### Exercise instructions
The records that follow are to be repeated exactly, with the pictures removed.

[Point annotation records]
============

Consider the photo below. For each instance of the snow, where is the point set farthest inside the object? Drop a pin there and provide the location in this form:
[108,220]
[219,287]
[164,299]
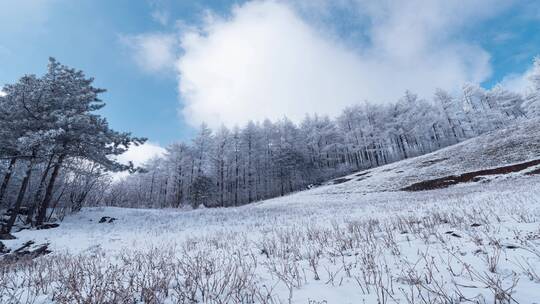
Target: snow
[367,241]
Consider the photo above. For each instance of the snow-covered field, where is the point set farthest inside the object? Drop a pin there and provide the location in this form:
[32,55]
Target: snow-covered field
[477,242]
[360,240]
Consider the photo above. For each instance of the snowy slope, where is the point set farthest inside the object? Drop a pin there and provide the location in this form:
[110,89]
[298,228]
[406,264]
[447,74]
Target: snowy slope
[515,144]
[361,241]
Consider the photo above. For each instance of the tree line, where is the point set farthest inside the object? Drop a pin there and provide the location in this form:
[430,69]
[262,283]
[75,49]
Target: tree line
[54,147]
[231,167]
[56,150]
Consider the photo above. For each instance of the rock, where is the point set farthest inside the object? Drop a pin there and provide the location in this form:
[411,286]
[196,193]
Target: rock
[3,248]
[47,226]
[7,236]
[107,219]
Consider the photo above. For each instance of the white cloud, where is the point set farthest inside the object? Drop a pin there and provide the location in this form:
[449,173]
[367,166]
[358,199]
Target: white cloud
[521,83]
[517,82]
[141,154]
[265,61]
[154,52]
[138,155]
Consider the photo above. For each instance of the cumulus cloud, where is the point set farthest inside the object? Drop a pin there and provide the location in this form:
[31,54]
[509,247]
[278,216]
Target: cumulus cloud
[265,60]
[138,155]
[141,154]
[153,52]
[517,82]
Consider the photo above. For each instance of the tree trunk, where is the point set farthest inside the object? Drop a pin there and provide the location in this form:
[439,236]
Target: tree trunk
[37,196]
[7,177]
[49,191]
[6,228]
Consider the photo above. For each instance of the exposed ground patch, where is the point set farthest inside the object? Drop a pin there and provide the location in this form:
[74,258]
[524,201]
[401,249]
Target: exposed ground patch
[444,182]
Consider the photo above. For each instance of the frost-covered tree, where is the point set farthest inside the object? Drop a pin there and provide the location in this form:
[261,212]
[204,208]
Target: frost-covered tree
[47,123]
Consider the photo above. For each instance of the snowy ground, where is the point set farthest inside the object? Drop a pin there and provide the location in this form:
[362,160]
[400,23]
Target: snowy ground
[360,241]
[477,242]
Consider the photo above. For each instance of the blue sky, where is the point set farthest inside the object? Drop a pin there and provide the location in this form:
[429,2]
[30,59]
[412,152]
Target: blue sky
[170,64]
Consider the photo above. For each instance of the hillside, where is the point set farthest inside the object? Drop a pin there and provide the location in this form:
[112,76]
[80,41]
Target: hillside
[357,239]
[515,144]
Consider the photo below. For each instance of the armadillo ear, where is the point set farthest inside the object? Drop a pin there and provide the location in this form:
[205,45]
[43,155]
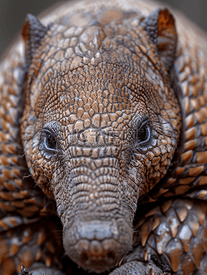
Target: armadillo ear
[32,33]
[160,25]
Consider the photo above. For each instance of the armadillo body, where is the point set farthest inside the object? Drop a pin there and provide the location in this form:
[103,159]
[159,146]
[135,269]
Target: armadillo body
[103,137]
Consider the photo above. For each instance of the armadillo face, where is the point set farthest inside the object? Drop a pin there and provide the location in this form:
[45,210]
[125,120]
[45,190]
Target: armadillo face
[100,128]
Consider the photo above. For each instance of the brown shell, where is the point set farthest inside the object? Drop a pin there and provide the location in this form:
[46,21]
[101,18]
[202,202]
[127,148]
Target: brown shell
[174,232]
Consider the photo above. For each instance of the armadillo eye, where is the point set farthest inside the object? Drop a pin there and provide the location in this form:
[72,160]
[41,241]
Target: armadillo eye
[144,133]
[49,141]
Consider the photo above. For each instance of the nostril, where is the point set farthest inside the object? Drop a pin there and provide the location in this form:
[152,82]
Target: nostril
[84,257]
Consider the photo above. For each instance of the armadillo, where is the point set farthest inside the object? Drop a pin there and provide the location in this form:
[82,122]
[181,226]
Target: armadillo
[103,137]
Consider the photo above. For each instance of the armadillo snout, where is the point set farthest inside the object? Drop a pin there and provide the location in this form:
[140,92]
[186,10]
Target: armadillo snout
[97,245]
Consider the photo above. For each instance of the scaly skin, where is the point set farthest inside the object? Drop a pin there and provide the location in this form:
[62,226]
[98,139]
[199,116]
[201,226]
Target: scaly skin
[113,129]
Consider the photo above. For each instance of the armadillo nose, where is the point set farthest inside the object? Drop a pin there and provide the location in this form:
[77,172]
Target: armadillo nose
[97,245]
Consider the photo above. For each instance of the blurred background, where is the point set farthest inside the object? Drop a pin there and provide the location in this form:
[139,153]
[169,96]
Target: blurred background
[13,12]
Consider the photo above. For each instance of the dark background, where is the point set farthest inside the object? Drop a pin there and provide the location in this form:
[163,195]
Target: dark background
[13,12]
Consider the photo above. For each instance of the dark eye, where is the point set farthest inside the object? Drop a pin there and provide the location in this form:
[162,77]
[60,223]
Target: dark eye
[49,141]
[144,132]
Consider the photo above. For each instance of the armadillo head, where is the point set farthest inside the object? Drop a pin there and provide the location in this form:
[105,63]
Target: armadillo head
[101,124]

============

### Problem solution
Consider the photo below. For each instance of the snow, where is the point set farthest inside the object? Drop a pin there and provide the location in this form:
[108,220]
[219,287]
[164,299]
Target: snow
[367,241]
Consider the photo above. For each instance of the snow-covered field, where is the point set farthest inside the object? Drop a pin there and provide the location in this form:
[32,55]
Target: snow-covered field
[477,242]
[360,240]
Consider the photo above. For each instance of the snowy slope, where is the point set farthest inside the object? Drop a pin there and provide the location in this form:
[110,89]
[298,228]
[406,264]
[447,74]
Target: snowy slope
[515,144]
[361,241]
Consider the photo above. For each instance of the tree line, where is the point set farthest inside the object? Drop a pin there and provide the location in this form:
[430,69]
[262,283]
[75,49]
Target: tree line
[54,147]
[231,167]
[56,150]
Consider the photo above. For each instance of the rock, where is the point set farthest inside the object? Drop a pin there and provide the location in this form:
[411,286]
[196,193]
Target: rock
[3,248]
[47,226]
[7,236]
[107,219]
Consider the photo above. For each instance of the white cloud, where is the point set farthest inside the object? Drop a pin there and provide the location in this form:
[449,173]
[367,166]
[358,199]
Target: white cloud
[521,83]
[517,82]
[141,154]
[265,61]
[154,52]
[138,155]
Consider the photo above. For each instance of the cumulus cloud, where is the point set farthest inside the object? Drop a pin there and provide the location in this form:
[31,54]
[509,247]
[278,216]
Target: cumulus cloud
[265,60]
[138,155]
[141,154]
[153,52]
[517,82]
Consider the photo above. For each instance of the tree trunk, where is the point set farthest inside the object? Drop a pin there and provide the location in this form:
[439,236]
Target: tree trunk
[37,196]
[7,177]
[49,191]
[6,228]
Consider the photo above. For each instance of the exposed ground patch, where is the point set farthest inside the object? Drop a pin there and provide the location in this form:
[74,258]
[524,201]
[401,249]
Target: exposed ground patch
[444,182]
Consider the photo above. For each instance of the frost-covered tree, where is the point set farthest inside the object? Drop a pin there and provide the location in this form:
[261,212]
[204,208]
Target: frost-covered tree
[47,123]
Consider the photo above. For each instance of the snowy ground, where is the point set farthest inside the object? Drop a pin there and provide the location in this form:
[362,160]
[400,23]
Target: snowy ground
[360,241]
[477,242]
Consider the photo above. For each instance of the blue sky, where is the point set farthest inside the object? Drop a pin there and provide the location in this form:
[429,2]
[30,59]
[412,152]
Target: blue sky
[170,64]
Consider the photo above. For each instance of the hillside, where is the point set farthest inside the object? Drop a pin there and provide the location in this form:
[112,76]
[80,41]
Target: hillside
[357,239]
[515,144]
Consider the photo below. For each instance of the armadillo ear, where is the point set farthest inside the object? Drop a pin there and provide the location in this form:
[205,45]
[43,155]
Target: armadillo ear
[32,33]
[160,25]
Consider the photo above. For each instance of the armadillo body, where is the point set farthest inside the object? Drop a pin there and provide the location in this form:
[103,159]
[159,146]
[135,269]
Target: armadillo body
[103,137]
Consider the photo above. For each instance of the armadillo face, where is the point set farthest inside the object? Drop a pin there and provide the location in this form:
[45,210]
[125,120]
[45,190]
Target: armadillo face
[100,128]
Consider the photo above. For each instance of the brown shell, where is the point set farthest inside the object? Drop a pin there and provide the location in this form:
[46,21]
[101,18]
[202,202]
[127,148]
Target: brown shell
[174,232]
Consider the photo above. For each instance of the armadillo eye, where is the point set farthest inside the object? Drop a pin there and provide the location in this form:
[72,160]
[41,241]
Target: armadillo eye
[144,133]
[49,141]
Consider the photo above. For each instance of the nostril, where is the point set farthest inside the object? Drop a pin there and provide the location in this form:
[152,82]
Target: nostril
[84,257]
Consider the photo above. For each instance of the armadillo, where is the point set farthest inside the object? Drop a pin there and provide the location in this form:
[82,122]
[181,226]
Target: armadillo
[103,137]
Consider the photo above. For each instance of the armadillo snout, where is the point set farthest inside the object? Drop a pin there and provide the location in this form:
[140,92]
[186,10]
Target: armadillo snout
[97,245]
Consider the photo above. For each instance of the scaly skin, where is the point set farthest inside the object? Drop a pin there and provide the location in this form:
[62,226]
[98,139]
[199,116]
[201,226]
Target: scaly skin
[113,129]
Consider the photo above. For each instance of the armadillo nose, where is the point set farthest inside the object? Drop a pin there and provide the location in this form:
[77,172]
Target: armadillo nose
[97,245]
Consider the photo above. For each instance of the blurred background, where is the point set farthest inside the object? Drop a pin there and provide the location in this form:
[139,153]
[169,96]
Target: blurred background
[13,12]
Consider the photo above. For each instance of the dark background, where is the point set farthest inside the object? Drop a pin there and provide the location in this form:
[163,195]
Target: dark background
[13,12]
Consider the photo above. For each instance of the dark eye, where is the point set farthest inside the object? Drop a pin there and provide the location in this form:
[162,77]
[60,223]
Target: dark eye
[49,141]
[144,132]
Consider the photo above. For each instance of the armadillo head, where is the point set farthest inside the object? Drop a pin there and provide the location in this form:
[105,63]
Target: armadillo head
[101,124]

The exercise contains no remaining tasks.